#### 练习材料 ####

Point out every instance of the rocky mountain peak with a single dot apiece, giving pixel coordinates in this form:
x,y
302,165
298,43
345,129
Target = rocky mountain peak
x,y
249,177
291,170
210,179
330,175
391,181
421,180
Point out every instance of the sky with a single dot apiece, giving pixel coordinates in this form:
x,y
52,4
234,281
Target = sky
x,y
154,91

####
#### 练习材料 ####

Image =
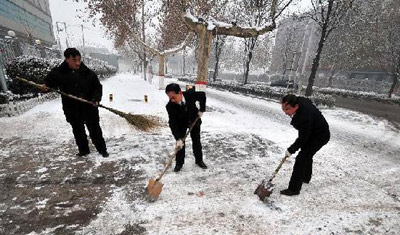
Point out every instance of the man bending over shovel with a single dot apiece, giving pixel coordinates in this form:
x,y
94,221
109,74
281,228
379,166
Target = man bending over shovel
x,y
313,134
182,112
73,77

####
#### 练习材料 ####

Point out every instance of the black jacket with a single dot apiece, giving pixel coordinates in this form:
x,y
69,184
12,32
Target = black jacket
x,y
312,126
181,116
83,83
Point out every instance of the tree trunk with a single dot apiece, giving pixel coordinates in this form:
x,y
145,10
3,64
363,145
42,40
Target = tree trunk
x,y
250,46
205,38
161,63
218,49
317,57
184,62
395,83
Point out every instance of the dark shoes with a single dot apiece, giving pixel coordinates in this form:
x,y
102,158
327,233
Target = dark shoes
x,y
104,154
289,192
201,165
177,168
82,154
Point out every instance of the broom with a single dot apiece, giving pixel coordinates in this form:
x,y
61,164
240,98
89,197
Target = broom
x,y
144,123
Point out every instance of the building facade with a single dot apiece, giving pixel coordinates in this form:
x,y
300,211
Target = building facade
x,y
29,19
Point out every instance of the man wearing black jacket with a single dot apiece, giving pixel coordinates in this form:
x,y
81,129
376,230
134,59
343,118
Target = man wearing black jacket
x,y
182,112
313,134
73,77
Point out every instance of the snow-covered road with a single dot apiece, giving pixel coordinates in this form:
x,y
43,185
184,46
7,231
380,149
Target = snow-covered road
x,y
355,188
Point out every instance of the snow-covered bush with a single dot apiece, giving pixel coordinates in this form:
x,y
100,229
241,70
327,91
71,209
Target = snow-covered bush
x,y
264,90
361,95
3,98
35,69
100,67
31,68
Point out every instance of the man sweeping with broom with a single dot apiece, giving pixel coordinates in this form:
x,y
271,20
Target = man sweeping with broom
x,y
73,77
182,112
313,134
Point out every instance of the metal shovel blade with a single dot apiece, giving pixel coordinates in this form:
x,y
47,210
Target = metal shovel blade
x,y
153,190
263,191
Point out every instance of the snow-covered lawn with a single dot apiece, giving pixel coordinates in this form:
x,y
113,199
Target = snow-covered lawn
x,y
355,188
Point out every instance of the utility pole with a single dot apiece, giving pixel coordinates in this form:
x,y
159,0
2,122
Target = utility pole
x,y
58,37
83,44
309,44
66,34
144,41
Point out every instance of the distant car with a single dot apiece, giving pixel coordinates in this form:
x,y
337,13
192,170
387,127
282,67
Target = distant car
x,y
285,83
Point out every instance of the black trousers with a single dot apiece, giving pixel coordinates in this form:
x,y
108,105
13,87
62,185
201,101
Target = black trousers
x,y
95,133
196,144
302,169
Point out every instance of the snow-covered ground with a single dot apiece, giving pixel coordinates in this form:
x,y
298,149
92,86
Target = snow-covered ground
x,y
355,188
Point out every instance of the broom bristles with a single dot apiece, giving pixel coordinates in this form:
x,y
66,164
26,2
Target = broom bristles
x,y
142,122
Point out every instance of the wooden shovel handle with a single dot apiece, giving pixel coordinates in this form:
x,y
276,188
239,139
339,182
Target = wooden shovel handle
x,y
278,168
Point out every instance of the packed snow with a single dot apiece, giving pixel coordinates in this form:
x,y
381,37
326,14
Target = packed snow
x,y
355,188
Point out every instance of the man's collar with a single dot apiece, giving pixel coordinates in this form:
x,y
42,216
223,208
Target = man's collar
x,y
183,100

####

[任务要求]: 从上面的记录中筛选出所有包含字符串“metal”的行，原样抄出，区分大小写。

[本题解答]:
Point out every instance of the metal shovel blade with a single dot apiece, giving pixel coordinates in this form:
Target = metal shovel blade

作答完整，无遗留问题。